| Document segment |
-------------------------
VI. Willingly to be treated as a person worthy of contempt.
VII. To love to be treated in this fashion. - Taken from “The Three Ages of the Interior Life.”
(And yet I tell people to mind their own business when correcting me! I have a long way to go before attaining humility.)

Sabeth
I’m reading Blessed Elizabeth as well. One of the troubles I have reading sainted Carmelite nun’s writings is that they are sometimes so ‘romantic.’ (Some people say ‘flowery.’ They are ‘girls’ though, so what do I expect? By the time I get to Teresa of the Andes, I’ve had it however.)
Anyway, I like Elizabeth in her essential writings. Sometimes quotes from her are just enough. Here are some:
After confession one day:
“I see myself as though all reddened with the Blood of our Lord.” (I had the same thought the other day at 3PM when praying the Divine Mercy prayers, I imagined myself covered in the Blood of Jesus, and it was warm.)
In a reference to her being conscientious in her duties, it is recorded she said this:
“You see how that Sister has worn out her habit in a short time? She does not take care of it: that is not good; would you please tell our Mother this so that she will be told to take better care of it?” (That statement is one reason I’m unfit for religious life, I would have told her, “Why don’t you mind your own business?” There is nothing edifying in this comment at all. When I was with a group of Franciscan friars in Italy, a French novice commented to me as I was going in for the night office, “It would be better if you tucked your shirt in.” I replied, “It would be better if you minded your own business.” See - I don’t do well in community.)
On suicide:
“I suffered so much last night that I was tempted to throw myself out the window; but I said to myself: that is not how a Carmelite ought to suffer.”
“My Mother, are you tranquil, leaving me alone like this? I am suffering so much that I now understand suicide. but do not worry; God is there, and He is watching over me.”
Like Therese, she also suffered spiritual darkness:
“Oh, my Mother, it is like believing that there is no God!”
Then again:
“If souls but knew how to wait for God.” (Now that is the gem of the day.)

Spencer Tunick’s work (photos of naked people in public squares) also reminds me of the photos the Nazi’s took of the extermination of Jews, and others, during WWII. There is no connection - his work just reminded me of this.
Last night, I viewed the tail end of a program on PBS concerning the Inquisition - how Conversos in Spain were burned at the stake for continuing to adhere to Jewish customs.
-------------------------
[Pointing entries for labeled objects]
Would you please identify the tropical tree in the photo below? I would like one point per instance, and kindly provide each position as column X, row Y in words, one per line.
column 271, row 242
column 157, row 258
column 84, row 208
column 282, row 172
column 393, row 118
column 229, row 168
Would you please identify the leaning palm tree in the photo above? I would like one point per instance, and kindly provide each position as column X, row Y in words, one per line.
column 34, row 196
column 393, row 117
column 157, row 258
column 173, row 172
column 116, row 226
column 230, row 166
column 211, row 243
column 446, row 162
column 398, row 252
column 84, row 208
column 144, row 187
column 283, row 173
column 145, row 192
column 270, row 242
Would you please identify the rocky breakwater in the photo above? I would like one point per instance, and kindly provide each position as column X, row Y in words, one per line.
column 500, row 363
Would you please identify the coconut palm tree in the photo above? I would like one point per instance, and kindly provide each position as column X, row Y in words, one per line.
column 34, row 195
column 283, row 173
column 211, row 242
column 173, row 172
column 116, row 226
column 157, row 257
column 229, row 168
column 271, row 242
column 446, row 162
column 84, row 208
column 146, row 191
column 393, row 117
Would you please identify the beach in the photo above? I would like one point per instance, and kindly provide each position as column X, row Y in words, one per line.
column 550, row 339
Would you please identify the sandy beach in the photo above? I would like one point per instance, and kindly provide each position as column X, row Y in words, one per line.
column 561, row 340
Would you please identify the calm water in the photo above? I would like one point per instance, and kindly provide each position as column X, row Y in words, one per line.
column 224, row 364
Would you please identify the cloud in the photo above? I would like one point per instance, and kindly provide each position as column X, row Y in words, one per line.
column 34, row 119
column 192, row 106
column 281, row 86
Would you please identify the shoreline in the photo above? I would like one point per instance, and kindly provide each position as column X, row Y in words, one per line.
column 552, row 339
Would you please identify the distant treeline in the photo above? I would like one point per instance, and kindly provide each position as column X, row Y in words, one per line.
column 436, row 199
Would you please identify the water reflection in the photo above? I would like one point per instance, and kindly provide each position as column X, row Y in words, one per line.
-------------------------
| Tasks for this exercise |
**A)** Copy the blog post from "VII. To love" to "had it however.)".
**B)** Write the next part of the blog post, picking up after its final sentence.
You won't need the listing for any of this.

| Answer set |
**A)**
VII. To love to be treated in this fashion. - Taken from “The Three Ages of the Interior Life.”
(And yet I tell people to mind their own business when correcting me! I have a long way to go before attaining humility.)

Sabeth
I’m reading Blessed Elizabeth as well. One of the troubles I have reading sainted Carmelite nun’s writings is that they are sometimes so ‘romantic.’ (Some people say ‘flowery.’ They are ‘girls’ though, so what do I expect? By the time I get to Teresa of the Andes, I’ve had it however.)

**B)**
And yet, the hate continues - and self- assured people seek to justify themselves.
“Nobody will be lost unknowingly.” Our Lord’s words to Teresa of Avila. She was undergoing fears as to whether or not she was in the state of grace. (I’ve been told that we can’t really know for sure, we can hope, but we can’t really know for sure…Teresa must have been told this as well.)
Jesus said, “Daughter, light is very different from darkness. I am faithful. Nobody will be lost unknowingly.”
But listen to this!
Last week I discussed the graces of contemplative prayer, in this same passage from Teresa’s writings, taken from Magnificat, Our Lord explains the nature of union:
“Don’t think. daughter, that union lies in being very close to me. For those, too, who offend me are close, although they may not want to be.” (Did ya get that?)
“Neither does it consist in favors and consolations in prayer, even though these may reach a very sublime degree. Though these favors may come from me, they are often a means for winning souls that are not in a state of grace.” - Teresa of Avila

I’m reading some early Thomas Merton stuff - just bits and drabs. I like Merton, but I never really got into him as many people did. Some people think he’s a saint, I wouldn’t know.
After my conversion, now decades ago, I was guided to read him, but he scared me. I thought his ideas of the contemplative life were too “active” - too peace and justice, and he didn’t come off as “pious” enough for my taste.
Now that I am older, much of what he wrote before his Asian adventures makes so much sense to me. Yet, even back then, though it made sense to me, I preferred the holy card version of monastic life - ecstasies and transports, etc. I just wanted to pray all day and didn’t really want to work. I didn’t like living “in the world” and I liked to pray, so I wanted to be a monk. I imagined I could just pray for people, but otherwise I didn’t want to be bothered by them. I wanted to be a contemplative.
Sometimes we say we are seeking God, but we are really just seeking ourselves.
Anyway, I find Merton’s practicality helpful. I honestly do not care what people like Dr. Alice Von Hilderandt say about him, although I really don’t understand the way his monastic life unfolded, or that he fell in love with a nurse; despite his humanness, I’m convinced his early work remains very good. Carmelites have no problem reading Peter Thomas Rohrbach’s “Conversation With Christ” even though he left the priesthood and married. But a lot of folks practically make the sign of the cross out of fear, whenever Merton is even mentioned.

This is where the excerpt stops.